## WORK REQUIRED
Print the data from the line containing "segment the **foreground grass**" through the line containing "M 329 307 L", both included, with every line unchanged. Leave the pictures out.
-=-=-=-=-
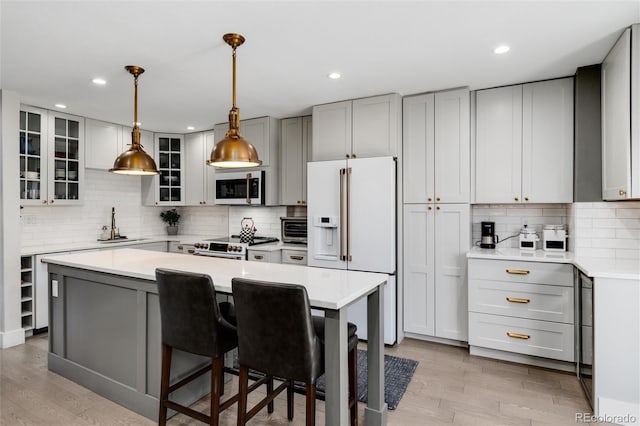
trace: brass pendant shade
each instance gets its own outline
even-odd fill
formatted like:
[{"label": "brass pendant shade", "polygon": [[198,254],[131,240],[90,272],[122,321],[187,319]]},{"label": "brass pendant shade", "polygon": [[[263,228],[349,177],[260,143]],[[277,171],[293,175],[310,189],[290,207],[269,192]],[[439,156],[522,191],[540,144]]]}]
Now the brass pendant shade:
[{"label": "brass pendant shade", "polygon": [[233,89],[232,106],[229,111],[229,130],[224,139],[211,151],[207,164],[214,167],[257,167],[262,164],[258,152],[249,141],[240,134],[240,108],[236,106],[236,48],[244,43],[240,34],[225,34],[222,39],[233,49]]},{"label": "brass pendant shade", "polygon": [[134,100],[133,100],[133,130],[131,131],[131,146],[116,158],[112,173],[123,175],[157,175],[158,167],[149,154],[144,152],[140,145],[140,127],[138,127],[138,76],[144,72],[144,68],[136,65],[125,67],[134,77]]}]

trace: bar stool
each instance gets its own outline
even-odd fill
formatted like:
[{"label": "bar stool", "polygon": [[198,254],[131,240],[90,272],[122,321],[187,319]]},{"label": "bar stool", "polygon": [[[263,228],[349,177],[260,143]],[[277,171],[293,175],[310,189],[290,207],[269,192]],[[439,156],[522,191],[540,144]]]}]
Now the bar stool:
[{"label": "bar stool", "polygon": [[[234,278],[232,288],[240,365],[238,425],[246,424],[265,405],[272,404],[284,389],[287,389],[287,418],[293,420],[294,381],[305,383],[306,424],[314,425],[316,380],[324,372],[323,342],[316,328],[324,331],[324,318],[313,319],[307,291],[300,285]],[[352,330],[356,347],[354,325]],[[352,365],[350,362],[350,369]],[[249,369],[264,373],[267,381],[273,377],[285,381],[275,390],[268,389],[267,396],[247,412]],[[356,395],[354,392],[354,398]],[[353,408],[354,411],[357,408],[355,403]],[[357,415],[352,412],[351,418],[354,417]]]},{"label": "bar stool", "polygon": [[[230,323],[233,322],[230,318],[233,305],[228,302],[217,303],[216,291],[208,275],[156,269],[156,281],[162,323],[158,424],[166,424],[167,409],[171,408],[207,424],[217,425],[220,412],[238,400],[238,395],[234,395],[220,404],[220,395],[224,391],[224,354],[238,346],[236,328]],[[170,386],[173,349],[209,357],[211,364]],[[211,371],[211,415],[169,400],[171,392],[208,371]]]}]

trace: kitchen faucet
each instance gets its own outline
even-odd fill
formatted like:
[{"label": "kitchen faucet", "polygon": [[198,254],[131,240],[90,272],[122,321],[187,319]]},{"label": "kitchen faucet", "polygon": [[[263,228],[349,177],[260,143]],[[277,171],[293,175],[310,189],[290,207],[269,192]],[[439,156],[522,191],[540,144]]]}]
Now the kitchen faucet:
[{"label": "kitchen faucet", "polygon": [[116,239],[116,208],[111,207],[111,240]]}]

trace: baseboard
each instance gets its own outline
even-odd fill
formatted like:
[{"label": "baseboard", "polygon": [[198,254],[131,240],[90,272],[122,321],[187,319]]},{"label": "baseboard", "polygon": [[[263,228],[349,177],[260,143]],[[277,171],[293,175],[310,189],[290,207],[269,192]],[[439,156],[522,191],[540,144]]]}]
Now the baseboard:
[{"label": "baseboard", "polygon": [[11,331],[0,331],[0,348],[6,349],[24,343],[24,329],[18,328]]},{"label": "baseboard", "polygon": [[467,342],[463,342],[461,340],[452,340],[452,339],[445,339],[443,337],[426,336],[424,334],[415,334],[415,333],[405,332],[404,337],[408,337],[410,339],[416,339],[416,340],[424,340],[425,342],[441,343],[443,345],[449,345],[449,346],[460,346],[462,348],[466,348],[467,346],[469,346]]},{"label": "baseboard", "polygon": [[523,355],[513,352],[501,351],[498,349],[481,348],[479,346],[469,346],[469,354],[485,358],[494,358],[502,361],[516,362],[518,364],[535,365],[536,367],[550,368],[553,370],[576,372],[576,364],[566,361],[558,361],[549,358],[541,358],[532,355]]}]

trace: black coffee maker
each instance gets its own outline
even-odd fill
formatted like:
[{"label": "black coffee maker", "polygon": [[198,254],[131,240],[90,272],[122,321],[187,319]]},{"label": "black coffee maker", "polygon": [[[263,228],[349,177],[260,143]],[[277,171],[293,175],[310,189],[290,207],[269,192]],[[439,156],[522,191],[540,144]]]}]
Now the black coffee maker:
[{"label": "black coffee maker", "polygon": [[496,235],[495,222],[481,222],[482,238],[480,239],[480,248],[496,248],[498,236]]}]

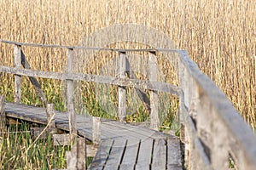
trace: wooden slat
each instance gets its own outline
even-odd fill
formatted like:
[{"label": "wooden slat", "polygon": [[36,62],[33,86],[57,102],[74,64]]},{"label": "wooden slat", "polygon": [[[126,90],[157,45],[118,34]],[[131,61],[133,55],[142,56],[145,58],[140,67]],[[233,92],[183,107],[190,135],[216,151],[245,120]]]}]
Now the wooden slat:
[{"label": "wooden slat", "polygon": [[[148,54],[148,68],[149,68],[149,81],[157,82],[158,66],[155,53]],[[158,130],[159,128],[159,116],[158,116],[158,93],[157,91],[149,91],[150,95],[150,128]]]},{"label": "wooden slat", "polygon": [[125,152],[123,157],[120,169],[133,170],[136,165],[138,154],[140,140],[129,139],[126,144]]},{"label": "wooden slat", "polygon": [[4,96],[0,96],[0,133],[5,128],[6,125],[6,114],[5,114],[5,103]]},{"label": "wooden slat", "polygon": [[166,169],[166,140],[163,139],[154,139],[151,169]]},{"label": "wooden slat", "polygon": [[[67,59],[67,72],[69,74],[73,73],[73,50],[68,49]],[[73,141],[77,134],[76,128],[76,114],[73,107],[73,81],[67,79],[67,112],[69,117],[69,133],[70,139]]]},{"label": "wooden slat", "polygon": [[153,139],[148,139],[141,141],[136,169],[149,169],[152,150]]},{"label": "wooden slat", "polygon": [[[23,67],[25,69],[31,69],[31,66],[29,65],[29,63],[26,60],[22,50],[21,50],[21,65],[23,65]],[[30,82],[32,83],[38,95],[40,97],[40,99],[43,101],[43,103],[44,104],[44,105],[47,105],[47,99],[41,88],[41,86],[40,86],[38,81],[33,76],[28,76],[28,78],[29,78]]]},{"label": "wooden slat", "polygon": [[[119,78],[125,78],[126,57],[125,53],[119,53]],[[121,122],[125,122],[126,116],[126,89],[125,87],[119,86],[119,120]]]},{"label": "wooden slat", "polygon": [[29,69],[20,69],[9,66],[0,66],[0,72],[17,74],[20,76],[36,76],[41,78],[51,78],[59,80],[78,80],[84,82],[93,82],[98,83],[112,84],[116,86],[131,87],[142,89],[156,90],[159,92],[167,92],[174,95],[180,94],[180,88],[177,86],[160,82],[148,82],[137,79],[121,79],[115,76],[90,75],[83,73],[61,73],[54,71],[33,71]]},{"label": "wooden slat", "polygon": [[[15,45],[15,66],[17,69],[21,67],[21,47]],[[21,78],[20,75],[15,75],[15,102],[21,101]]]},{"label": "wooden slat", "polygon": [[112,146],[110,155],[105,165],[104,170],[118,170],[123,159],[124,151],[126,146],[126,139],[115,139]]},{"label": "wooden slat", "polygon": [[98,151],[96,156],[93,158],[93,161],[89,167],[89,169],[103,169],[104,165],[108,158],[110,151],[112,150],[112,146],[113,144],[113,140],[112,139],[104,139],[102,140],[100,144]]},{"label": "wooden slat", "polygon": [[101,141],[101,118],[92,117],[92,142],[95,144]]},{"label": "wooden slat", "polygon": [[167,140],[167,169],[182,170],[180,144],[177,139]]}]

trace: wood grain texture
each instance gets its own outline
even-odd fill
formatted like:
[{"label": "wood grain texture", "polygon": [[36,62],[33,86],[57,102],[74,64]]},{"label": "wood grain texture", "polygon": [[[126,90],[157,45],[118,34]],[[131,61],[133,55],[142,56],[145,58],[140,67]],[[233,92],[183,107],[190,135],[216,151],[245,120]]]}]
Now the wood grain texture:
[{"label": "wood grain texture", "polygon": [[[31,69],[31,66],[30,66],[28,61],[26,60],[26,56],[22,50],[21,50],[21,65],[22,65],[23,68],[25,68],[25,69]],[[43,101],[43,104],[44,105],[47,105],[47,99],[41,88],[41,86],[40,86],[38,81],[33,76],[28,76],[28,78],[29,78],[30,82],[32,83],[38,95],[40,97],[41,100]]]},{"label": "wood grain texture", "polygon": [[[67,59],[67,72],[73,74],[73,50],[68,49]],[[76,114],[73,107],[73,81],[72,79],[67,79],[67,112],[69,117],[69,133],[70,139],[73,141],[77,134],[76,128]]]},{"label": "wood grain texture", "polygon": [[[157,82],[158,78],[158,65],[155,53],[148,54],[148,68],[149,68],[149,81]],[[149,91],[150,95],[150,128],[158,130],[160,120],[158,116],[158,92],[155,90]]]},{"label": "wood grain texture", "polygon": [[[15,67],[20,69],[21,67],[21,47],[15,46]],[[21,101],[21,82],[20,75],[15,76],[15,102]]]},{"label": "wood grain texture", "polygon": [[167,92],[177,96],[180,93],[180,88],[178,87],[160,82],[148,82],[137,79],[121,79],[119,77],[115,76],[90,75],[83,73],[69,74],[65,72],[62,73],[54,71],[33,71],[30,69],[20,69],[9,66],[0,66],[0,72],[7,72],[10,74],[41,78],[93,82],[121,87],[131,87],[142,89],[156,90],[159,92]]},{"label": "wood grain texture", "polygon": [[0,95],[0,132],[5,128],[6,114],[5,114],[5,99],[4,96]]},{"label": "wood grain texture", "polygon": [[[119,78],[125,78],[126,72],[126,57],[125,53],[119,53]],[[119,120],[121,122],[125,122],[126,116],[126,89],[125,87],[119,86]]]}]

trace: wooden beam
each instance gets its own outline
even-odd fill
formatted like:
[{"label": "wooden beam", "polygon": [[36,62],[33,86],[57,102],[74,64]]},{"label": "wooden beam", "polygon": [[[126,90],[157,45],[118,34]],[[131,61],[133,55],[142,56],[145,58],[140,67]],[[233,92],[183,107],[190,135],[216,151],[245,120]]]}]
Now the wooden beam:
[{"label": "wooden beam", "polygon": [[0,133],[5,128],[6,125],[6,115],[5,115],[5,105],[4,105],[4,96],[0,96]]},{"label": "wooden beam", "polygon": [[76,128],[76,114],[73,107],[73,80],[72,77],[73,67],[73,49],[68,49],[67,59],[67,72],[69,77],[67,82],[67,112],[69,116],[69,133],[71,141],[74,141],[77,136]]},{"label": "wooden beam", "polygon": [[[15,45],[15,67],[21,67],[21,47]],[[15,75],[15,102],[20,103],[21,100],[21,78],[20,75]]]},{"label": "wooden beam", "polygon": [[70,135],[69,134],[53,134],[54,145],[70,145]]},{"label": "wooden beam", "polygon": [[[157,82],[158,66],[155,53],[148,54],[149,81]],[[158,130],[160,120],[158,116],[158,93],[157,91],[149,91],[150,94],[150,128]]]},{"label": "wooden beam", "polygon": [[[127,76],[130,79],[138,79],[134,73],[133,71],[131,69],[131,65],[128,60],[126,60],[126,72],[127,72]],[[146,92],[143,89],[139,89],[139,88],[135,88],[136,92],[141,99],[143,105],[146,108],[147,111],[150,113],[150,100],[146,94]]]},{"label": "wooden beam", "polygon": [[[25,69],[31,69],[31,66],[29,65],[29,63],[26,60],[22,50],[21,50],[21,65]],[[30,82],[32,83],[38,95],[40,97],[41,100],[43,101],[43,104],[44,105],[47,105],[47,99],[41,88],[41,86],[40,86],[38,81],[34,76],[28,76],[28,78],[29,78]]]},{"label": "wooden beam", "polygon": [[[119,53],[119,78],[125,78],[126,59],[125,53]],[[119,120],[125,122],[126,116],[126,89],[124,86],[119,86]]]},{"label": "wooden beam", "polygon": [[101,142],[101,118],[92,117],[92,142],[97,145]]},{"label": "wooden beam", "polygon": [[46,108],[47,120],[48,120],[48,129],[50,133],[55,133],[57,132],[55,124],[55,114],[53,104],[47,104]]},{"label": "wooden beam", "polygon": [[0,72],[17,74],[21,76],[37,76],[41,78],[51,78],[58,80],[73,79],[77,81],[92,82],[104,84],[112,84],[120,87],[131,87],[142,89],[166,92],[174,95],[179,95],[181,89],[174,85],[161,82],[148,82],[138,79],[123,79],[115,76],[90,75],[83,73],[62,73],[54,71],[32,71],[28,69],[19,69],[9,66],[0,66]]},{"label": "wooden beam", "polygon": [[77,143],[67,153],[67,169],[86,170],[86,144],[85,138],[78,138]]}]

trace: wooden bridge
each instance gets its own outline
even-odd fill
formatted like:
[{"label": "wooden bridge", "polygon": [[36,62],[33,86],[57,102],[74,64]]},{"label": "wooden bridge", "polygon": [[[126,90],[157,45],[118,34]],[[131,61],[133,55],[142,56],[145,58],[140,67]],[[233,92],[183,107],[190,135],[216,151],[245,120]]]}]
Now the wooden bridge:
[{"label": "wooden bridge", "polygon": [[[76,46],[28,44],[4,40],[1,40],[1,42],[14,45],[15,66],[0,65],[0,72],[14,74],[15,85],[15,103],[5,102],[4,97],[1,97],[1,127],[6,123],[6,119],[11,118],[46,125],[47,128],[41,130],[33,128],[34,133],[38,133],[38,130],[40,135],[54,133],[55,144],[72,143],[73,145],[72,150],[67,153],[67,169],[86,168],[85,139],[99,144],[89,169],[218,170],[228,169],[230,159],[234,162],[236,169],[256,169],[255,135],[223,92],[199,70],[184,50],[99,49]],[[22,46],[67,48],[67,72],[32,70],[22,51]],[[73,72],[74,49],[118,52],[119,77]],[[126,53],[131,51],[148,53],[149,80],[139,80],[132,76],[125,76],[129,65],[125,56]],[[178,87],[158,82],[156,52],[162,53],[177,69]],[[175,55],[172,55],[173,54]],[[20,104],[20,76],[29,77],[46,108]],[[35,77],[67,82],[67,112],[53,110],[53,105],[48,104]],[[73,106],[75,80],[118,86],[119,122],[75,114]],[[140,99],[149,106],[149,128],[125,123],[125,88],[138,89]],[[149,90],[148,101],[144,99],[145,89]],[[159,92],[169,93],[170,95],[172,94],[179,98],[180,139],[158,131]],[[60,130],[68,132],[69,134],[57,134]],[[183,147],[180,144],[184,145],[183,153],[181,151]]]}]

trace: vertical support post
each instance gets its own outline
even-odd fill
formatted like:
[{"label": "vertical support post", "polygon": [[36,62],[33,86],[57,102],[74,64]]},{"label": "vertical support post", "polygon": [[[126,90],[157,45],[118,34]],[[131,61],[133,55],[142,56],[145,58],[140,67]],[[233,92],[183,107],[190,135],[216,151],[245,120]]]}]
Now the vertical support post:
[{"label": "vertical support post", "polygon": [[78,138],[71,151],[67,151],[67,168],[68,170],[84,170],[86,167],[86,139]]},{"label": "vertical support post", "polygon": [[76,115],[73,108],[73,49],[69,48],[67,59],[67,72],[69,74],[69,78],[67,79],[67,112],[69,117],[69,133],[70,141],[73,143],[76,134]]},{"label": "vertical support post", "polygon": [[92,117],[92,142],[99,144],[101,142],[101,118]]},{"label": "vertical support post", "polygon": [[78,170],[86,169],[86,140],[79,138],[77,141],[77,167]]},{"label": "vertical support post", "polygon": [[6,125],[4,96],[0,96],[0,133]]},{"label": "vertical support post", "polygon": [[53,104],[47,104],[46,113],[49,133],[53,133],[55,132],[55,114]]},{"label": "vertical support post", "polygon": [[[15,45],[15,67],[21,67],[21,47]],[[21,81],[20,75],[15,75],[15,102],[20,103],[21,100]]]},{"label": "vertical support post", "polygon": [[183,94],[183,84],[184,84],[184,73],[183,65],[181,60],[178,60],[178,83],[181,91],[179,92],[179,123],[180,123],[180,137],[183,142],[185,141],[185,104],[184,104],[184,94]]},{"label": "vertical support post", "polygon": [[[119,52],[119,77],[125,78],[126,59],[125,52]],[[125,122],[126,116],[126,90],[125,87],[119,86],[119,122]]]},{"label": "vertical support post", "polygon": [[[155,52],[148,54],[149,82],[157,82],[158,66]],[[150,128],[158,130],[160,125],[158,115],[158,93],[157,91],[149,91],[150,94]]]}]

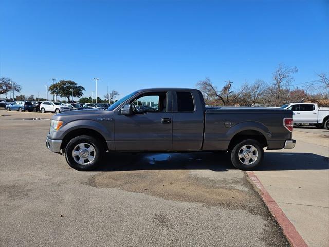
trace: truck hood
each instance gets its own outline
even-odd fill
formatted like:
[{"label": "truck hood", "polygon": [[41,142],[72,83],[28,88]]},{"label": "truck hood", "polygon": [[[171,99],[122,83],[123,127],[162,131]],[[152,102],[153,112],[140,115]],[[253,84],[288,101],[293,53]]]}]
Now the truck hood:
[{"label": "truck hood", "polygon": [[106,117],[112,115],[113,112],[96,108],[86,110],[76,110],[68,112],[63,112],[55,114],[52,117],[53,120],[61,120],[65,122],[70,122],[78,119],[95,120],[98,118]]}]

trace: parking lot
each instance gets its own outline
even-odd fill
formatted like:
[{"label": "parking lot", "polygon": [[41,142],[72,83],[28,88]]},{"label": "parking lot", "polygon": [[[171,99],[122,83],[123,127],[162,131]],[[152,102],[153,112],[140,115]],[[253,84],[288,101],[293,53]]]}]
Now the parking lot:
[{"label": "parking lot", "polygon": [[[2,246],[289,246],[225,154],[108,154],[78,172],[46,148],[52,114],[0,116]],[[306,243],[327,246],[328,131],[294,135],[255,173]]]}]

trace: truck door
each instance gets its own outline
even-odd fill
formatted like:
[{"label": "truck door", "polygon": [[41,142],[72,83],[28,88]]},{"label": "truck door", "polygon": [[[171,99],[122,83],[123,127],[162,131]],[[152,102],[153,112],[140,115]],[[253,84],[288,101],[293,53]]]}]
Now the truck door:
[{"label": "truck door", "polygon": [[172,142],[171,91],[150,91],[132,100],[133,114],[114,119],[116,150],[170,151]]},{"label": "truck door", "polygon": [[173,150],[199,150],[204,132],[204,105],[197,91],[173,92]]},{"label": "truck door", "polygon": [[289,110],[293,111],[293,119],[295,123],[299,123],[301,122],[301,115],[299,111],[299,104],[294,104],[288,108]]},{"label": "truck door", "polygon": [[316,123],[318,121],[318,111],[313,104],[301,104],[299,112],[301,122]]}]

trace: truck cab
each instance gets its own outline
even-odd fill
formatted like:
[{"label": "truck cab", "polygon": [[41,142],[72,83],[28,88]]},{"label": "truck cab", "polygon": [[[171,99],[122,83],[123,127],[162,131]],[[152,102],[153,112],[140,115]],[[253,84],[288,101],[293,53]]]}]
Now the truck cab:
[{"label": "truck cab", "polygon": [[329,108],[318,107],[311,103],[287,104],[281,108],[293,111],[295,124],[309,124],[329,129]]}]

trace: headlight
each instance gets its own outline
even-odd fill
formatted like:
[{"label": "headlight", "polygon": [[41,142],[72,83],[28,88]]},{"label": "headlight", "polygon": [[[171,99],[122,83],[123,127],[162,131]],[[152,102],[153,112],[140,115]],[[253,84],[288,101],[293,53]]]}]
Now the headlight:
[{"label": "headlight", "polygon": [[52,120],[51,122],[50,122],[50,132],[52,131],[57,131],[62,125],[63,121]]}]

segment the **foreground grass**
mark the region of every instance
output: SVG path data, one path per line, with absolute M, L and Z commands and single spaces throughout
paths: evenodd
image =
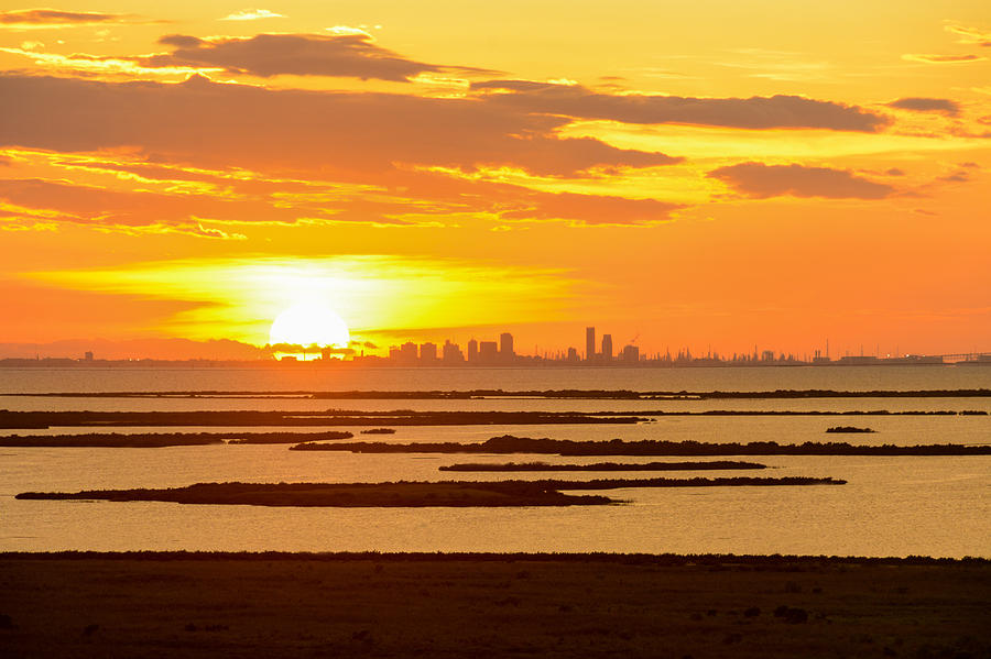
M 0 554 L 0 656 L 965 658 L 987 561 Z

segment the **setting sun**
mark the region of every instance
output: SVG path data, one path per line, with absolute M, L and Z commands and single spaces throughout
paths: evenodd
M 329 307 L 304 303 L 290 307 L 272 322 L 271 343 L 347 348 L 351 340 L 348 326 Z

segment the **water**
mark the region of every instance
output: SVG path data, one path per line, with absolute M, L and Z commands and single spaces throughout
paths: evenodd
M 146 391 L 431 389 L 963 389 L 991 388 L 991 366 L 699 369 L 358 369 L 316 363 L 252 369 L 0 369 L 0 394 Z
M 54 371 L 54 370 L 53 370 Z M 0 370 L 0 393 L 192 389 L 991 388 L 982 367 L 686 370 Z M 640 406 L 640 407 L 638 407 Z M 8 409 L 989 409 L 988 399 L 887 400 L 203 400 L 0 398 Z M 832 425 L 873 435 L 825 435 Z M 341 428 L 334 428 L 341 429 Z M 77 430 L 77 429 L 76 429 Z M 89 432 L 94 429 L 87 428 Z M 149 431 L 148 428 L 113 429 Z M 153 429 L 152 429 L 153 430 Z M 202 430 L 168 428 L 168 431 Z M 214 428 L 213 430 L 220 430 Z M 263 431 L 266 428 L 248 428 Z M 306 428 L 316 431 L 319 428 Z M 357 428 L 352 429 L 356 431 Z M 50 432 L 74 429 L 56 428 Z M 19 431 L 22 435 L 29 431 Z M 403 427 L 381 441 L 483 441 L 511 432 L 567 439 L 988 443 L 991 417 L 661 417 L 636 426 Z M 9 432 L 13 433 L 13 432 Z M 30 433 L 35 433 L 30 431 Z M 362 438 L 362 436 L 357 436 Z M 835 476 L 843 486 L 630 488 L 629 503 L 571 508 L 265 508 L 167 503 L 15 501 L 25 491 L 181 486 L 202 481 L 380 482 L 599 477 L 439 472 L 488 460 L 643 462 L 664 458 L 296 452 L 285 446 L 164 449 L 0 448 L 0 550 L 645 551 L 991 557 L 991 457 L 767 457 L 773 469 L 701 475 Z M 671 477 L 691 472 L 610 477 Z

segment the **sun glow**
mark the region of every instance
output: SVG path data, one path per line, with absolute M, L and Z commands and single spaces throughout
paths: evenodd
M 351 333 L 341 317 L 318 303 L 301 303 L 285 309 L 269 330 L 269 341 L 273 344 L 347 348 L 350 340 Z

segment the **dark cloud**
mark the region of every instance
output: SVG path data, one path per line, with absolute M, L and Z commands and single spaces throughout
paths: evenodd
M 0 145 L 129 147 L 162 162 L 333 173 L 362 183 L 398 163 L 575 176 L 591 167 L 679 161 L 590 138 L 558 138 L 567 119 L 475 99 L 270 90 L 202 76 L 166 85 L 18 75 L 0 75 L 0 98 L 18 99 L 4 108 Z
M 87 23 L 113 23 L 126 17 L 96 11 L 59 11 L 55 9 L 17 9 L 0 11 L 0 25 L 72 25 Z
M 949 117 L 957 117 L 960 113 L 960 106 L 956 101 L 946 98 L 900 98 L 887 103 L 887 107 L 897 108 L 899 110 L 912 110 L 914 112 L 939 112 Z
M 743 129 L 812 128 L 873 132 L 887 119 L 862 108 L 799 96 L 690 98 L 597 94 L 577 85 L 527 80 L 473 83 L 487 101 L 527 112 L 624 123 L 686 123 Z
M 958 172 L 954 172 L 952 174 L 940 176 L 936 180 L 943 180 L 946 183 L 967 183 L 970 180 L 970 174 L 966 169 L 960 169 Z
M 159 43 L 175 50 L 167 55 L 139 59 L 143 66 L 217 67 L 263 78 L 280 75 L 335 76 L 402 83 L 425 73 L 494 73 L 406 59 L 377 45 L 371 36 L 363 33 L 258 34 L 250 39 L 210 40 L 170 34 L 160 39 Z
M 825 197 L 829 199 L 883 199 L 895 189 L 856 176 L 845 169 L 803 165 L 741 163 L 708 173 L 750 197 Z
-=-=-=-=-
## ANSWER BELOW
segment the **foreground grass**
mark the region of every instance
output: SVG path data, one path per line, with absolute M, L and Z commands and single spaces throughout
paths: evenodd
image =
M 0 554 L 0 656 L 965 658 L 987 561 Z

segment the **setting sun**
mark the region of every instance
output: SVG path data, one path per line, with absolute M, L and Z commands and single spaces throughout
paths: evenodd
M 329 307 L 304 303 L 290 307 L 272 322 L 271 343 L 347 348 L 351 340 L 348 326 Z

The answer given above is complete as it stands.